Rental inflation continued to track well below wider inflationary metrics in May, according to Goodlord.
After April’s figures brought about the lowest year-on-year rental inflation in nine months, average rents in May 2026 continue to sit just 1.7% higher than they were at the same point in 2025. This suggests last month’s data was not an anomaly.
By comparison, a year ago in May 2025 rents were increasing 3.6% per year.
In May 2026, the average cost of a rental property in England was £1,211. For the second month running, this represents just a 1.7% increase on the average price recorded twelve months ago (May 2025), when rents stood at £1,191 per property.
Just as in April, this means the level of annual rental inflation in May 2026 is less than half that recorded during the same month last year, when rents were up 3.6% year-on-year.
April’s figure marked the smallest year-on-year rent increase seen since July 2025. May’s continued low inflation is further evidence of a market that has cooled in recent months.
After April saw prices fall for the first time this year, May’s figures show a slight uptick in month-on-month rents.
In April rents fell to £1,205. In May, this figure grew to £1,211, representing a 0.5% increase.
-------
[What this exercise asks]:
**1.** According to the rental report, what was the average cost of a rental property in England in May 2026?
**2.** Decide whether each statement agrees with the rental report, and answer yes or no with the words of the report that settle it: (a) In May 2025, rents were rising 3.6% per year. (b) Average rents fell between April and May 2026. (c) April's year-on-year rent increase was the smallest since July 2025.
**3.** Translate this sentence from the rental report into Spanish: "May’s continued low inflation is further evidence of a market that has cooled in recent months."
The entries have no connection to the rental report.

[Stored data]
-------
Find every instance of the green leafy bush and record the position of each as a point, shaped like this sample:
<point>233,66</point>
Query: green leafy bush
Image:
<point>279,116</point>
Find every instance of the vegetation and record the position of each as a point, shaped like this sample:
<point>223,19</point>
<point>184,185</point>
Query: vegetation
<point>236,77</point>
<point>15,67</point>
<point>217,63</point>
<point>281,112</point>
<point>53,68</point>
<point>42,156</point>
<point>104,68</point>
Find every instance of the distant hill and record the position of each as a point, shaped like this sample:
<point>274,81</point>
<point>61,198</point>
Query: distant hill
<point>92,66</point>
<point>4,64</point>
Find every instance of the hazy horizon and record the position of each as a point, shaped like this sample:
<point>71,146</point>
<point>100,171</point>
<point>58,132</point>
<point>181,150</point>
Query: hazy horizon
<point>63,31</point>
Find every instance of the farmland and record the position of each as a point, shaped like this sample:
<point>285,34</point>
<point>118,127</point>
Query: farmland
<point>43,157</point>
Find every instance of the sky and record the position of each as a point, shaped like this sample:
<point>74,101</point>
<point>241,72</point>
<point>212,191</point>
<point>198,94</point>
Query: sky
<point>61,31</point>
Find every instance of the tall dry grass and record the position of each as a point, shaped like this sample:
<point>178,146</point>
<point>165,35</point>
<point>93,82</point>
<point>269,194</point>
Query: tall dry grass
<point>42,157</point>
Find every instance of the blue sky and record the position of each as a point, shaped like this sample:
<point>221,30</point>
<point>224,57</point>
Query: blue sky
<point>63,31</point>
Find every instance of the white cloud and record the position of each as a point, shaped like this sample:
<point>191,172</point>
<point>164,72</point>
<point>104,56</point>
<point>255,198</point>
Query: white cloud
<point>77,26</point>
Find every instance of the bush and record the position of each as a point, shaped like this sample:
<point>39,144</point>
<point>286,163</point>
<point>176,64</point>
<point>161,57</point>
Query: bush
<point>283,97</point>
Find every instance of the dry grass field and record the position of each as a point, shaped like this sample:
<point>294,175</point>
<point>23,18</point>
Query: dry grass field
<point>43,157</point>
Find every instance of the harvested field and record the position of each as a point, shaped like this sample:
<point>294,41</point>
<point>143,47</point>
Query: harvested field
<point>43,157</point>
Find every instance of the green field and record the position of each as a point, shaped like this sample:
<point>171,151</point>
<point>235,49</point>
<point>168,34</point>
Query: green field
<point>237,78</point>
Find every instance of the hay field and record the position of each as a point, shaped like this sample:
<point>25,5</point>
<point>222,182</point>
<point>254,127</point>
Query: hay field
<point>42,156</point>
-------
[Task answers]:
**1.** £1,211.

**2.**
(a) Yes: "a year ago in May 2025 rents were increasing 3.6% per year."
(b) No: "In April rents fell to £1,205. In May, this figure grew to £1,211, representing a 0.5% increase."
(c) Yes: "April’s figure marked the smallest year-on-year rent increase seen since July 2025."

**3.** La persistente baja inflación de mayo es una prueba más de un mercado que se ha enfriado en los últimos meses.